• AUFGABENSTELLUNG: Nenne alle Personen, die in der Zuschrift unten mit Namen vorkommen.

• VORGEGEBENER TEXT:
****

LdN430 Machtzentrum Klingbeil

Lieber Ulf, lieber Philip,

ich bin von eurer Analyse in Bezug auf Lars Klingbeil ein bisschen enttäuscht. Meiner Meinung nach geht ihr sehr gnädig mit ihm um und stellt sehr positiv dar, wie er dieses Machtzentrum um sich gebaut hat. Ich finde sein Vorgehen zutiefst problematisch und das nicht nur, aber auch aus einer feministischen Perspektive. Der Umgang mit Saskia Esken in den letzten Wochen war einfach unmöglich und Lars Klingbeil hat seinen Anteil daran. Erst am Tag vor der Bekanntgabe der Minister:innen hat er sich dahingehend geäußert, wie schlimm er den Umgang mit ihr findet. Da wusste er wahrscheinlich schon, dass sie nicht Ministerin werden wird. Die Debatte über Saskia Esken, sowohl öffentlich als auch in der eigenen Partei, läuft aber schon eine ganze Weile. Und damit sage ich nicht, dass Saskia Esken nicht selbst in der Lage ist, sich zu äußern. Ich hätte dennoch mehr Solidarität erwartet.

****

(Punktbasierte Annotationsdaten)
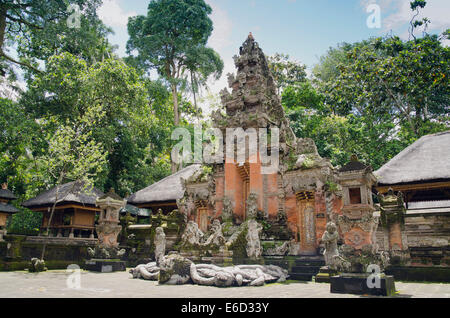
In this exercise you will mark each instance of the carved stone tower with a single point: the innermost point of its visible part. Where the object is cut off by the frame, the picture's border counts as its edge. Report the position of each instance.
(357, 223)
(393, 212)
(108, 227)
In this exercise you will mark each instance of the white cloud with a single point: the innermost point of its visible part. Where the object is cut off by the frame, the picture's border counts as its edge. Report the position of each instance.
(397, 14)
(113, 15)
(221, 42)
(221, 35)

****

• LÖSUNG: Ulf, Philip, Lars Klingbeil, Saskia Esken